TASK STATEMENT: Please format every one of the rows below as a JSON list of strings, with one string per line, no blank lines, and the pictures omitted.
begin STORED ROWS
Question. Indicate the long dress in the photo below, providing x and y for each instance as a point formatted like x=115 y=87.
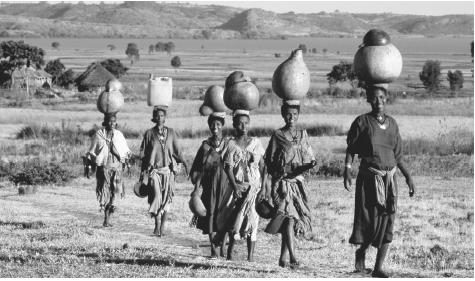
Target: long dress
x=245 y=167
x=208 y=169
x=160 y=154
x=289 y=196
x=379 y=148
x=109 y=152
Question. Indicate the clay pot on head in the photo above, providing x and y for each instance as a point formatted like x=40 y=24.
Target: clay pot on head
end STORED ROWS
ANSWER FOR THE TASK:
[
  "Question. Indicate the long dress in the photo below, providing x and y for each instance as a point formatted like x=115 y=87.",
  "Target: long dress",
  "x=245 y=167",
  "x=208 y=169",
  "x=160 y=154",
  "x=289 y=196",
  "x=379 y=148",
  "x=109 y=152",
  "Question. Indicate the clay pot on head in the photo above, providing x and y for each instance as a point formatted like x=40 y=24.",
  "Target: clay pot on head"
]